» **Work order**
Copy all of the data below without altering a single line.

[Data records]

:::

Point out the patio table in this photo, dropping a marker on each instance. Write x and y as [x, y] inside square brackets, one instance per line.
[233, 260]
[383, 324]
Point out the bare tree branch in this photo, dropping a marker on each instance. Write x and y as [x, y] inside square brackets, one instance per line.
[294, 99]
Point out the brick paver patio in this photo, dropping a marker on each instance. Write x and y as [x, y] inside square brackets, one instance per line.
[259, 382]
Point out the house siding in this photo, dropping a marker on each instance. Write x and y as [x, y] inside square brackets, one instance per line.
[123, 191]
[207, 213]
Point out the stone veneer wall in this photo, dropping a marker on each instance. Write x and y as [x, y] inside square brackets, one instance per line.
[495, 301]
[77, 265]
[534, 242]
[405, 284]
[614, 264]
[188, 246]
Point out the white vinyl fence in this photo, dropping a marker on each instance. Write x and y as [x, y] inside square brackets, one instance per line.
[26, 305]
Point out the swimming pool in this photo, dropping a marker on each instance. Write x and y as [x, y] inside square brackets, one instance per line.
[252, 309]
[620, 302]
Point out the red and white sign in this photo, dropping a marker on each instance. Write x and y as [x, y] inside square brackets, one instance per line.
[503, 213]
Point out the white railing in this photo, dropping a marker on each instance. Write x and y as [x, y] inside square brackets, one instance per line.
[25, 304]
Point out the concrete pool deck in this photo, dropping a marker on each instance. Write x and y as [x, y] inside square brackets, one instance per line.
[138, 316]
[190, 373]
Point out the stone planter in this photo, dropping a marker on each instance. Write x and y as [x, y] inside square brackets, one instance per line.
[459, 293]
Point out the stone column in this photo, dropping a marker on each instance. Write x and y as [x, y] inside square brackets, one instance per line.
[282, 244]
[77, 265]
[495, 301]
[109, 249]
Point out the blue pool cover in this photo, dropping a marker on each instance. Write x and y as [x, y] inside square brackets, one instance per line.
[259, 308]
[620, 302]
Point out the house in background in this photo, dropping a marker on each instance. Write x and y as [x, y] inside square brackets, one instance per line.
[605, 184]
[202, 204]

:::

» **Solution to this task**
Point out the patio table in this photo, dropping a marker on each instance. Write x and y as [x, y] inside square brackets, one instance per line.
[233, 260]
[383, 324]
Point out the bare tree branch in this photo, dropping a marker on each instance. Write x and y as [x, y] inside square brackets, one instance per line.
[294, 99]
Point out the brick paver patio in this photo, dropping a marker on each instance. Write x and y as [x, y] inside square brackets, one instance per line.
[259, 382]
Point out the house siding in this photo, dropping a marker on each instance. Write x and y as [x, y] inside square brackets, one instance per line.
[123, 191]
[207, 213]
Point out the stone veneer wall in this photo, dropping a marker on each instance. Write x and y as [x, y] inside square brackets, one instance per line.
[495, 301]
[77, 265]
[534, 242]
[405, 284]
[614, 264]
[188, 246]
Point out the white vinyl fence in this photo, dropping a marker on each instance. Write x and y as [x, y] inside square brackets, one instance per line.
[26, 305]
Point out the swimming pool in this photo, dropping a marker on each instance. Write x and y as [x, y] inside square brackets, one instance per line.
[252, 309]
[620, 302]
Point out the red and white sign in this photo, dropping a marker on each instance. Write x and y as [x, y] inside square brackets, one instance per line.
[503, 213]
Point out the white railing in this photo, dropping a marker on each instance. Write x and y as [x, y] inside square brackets, one instance per line.
[25, 304]
Point out the concrete pool deck in this photo, dropping a marker on each instance. Write x and y as [x, y] inside square brackets, one instance per line.
[138, 316]
[190, 373]
Point out the stone planter in this photo, dropping a marker on each instance. Write x and y as [x, y] inside square brackets, one instance per line.
[459, 293]
Point out the stone column in this photo, dropping a marker on each instance. Write x and y as [x, y] inside square brackets, one instance per line.
[282, 244]
[77, 265]
[495, 301]
[109, 249]
Point out the blue pool cover in this photo, dropping a marker on each instance. Write x and y as [x, y] inside square brackets, one instance per line.
[259, 308]
[620, 302]
Point out the house in background in this photo, dropping a marker on each instance. Write x and y as [x, y] inside square brackets, one instance per line.
[605, 184]
[202, 204]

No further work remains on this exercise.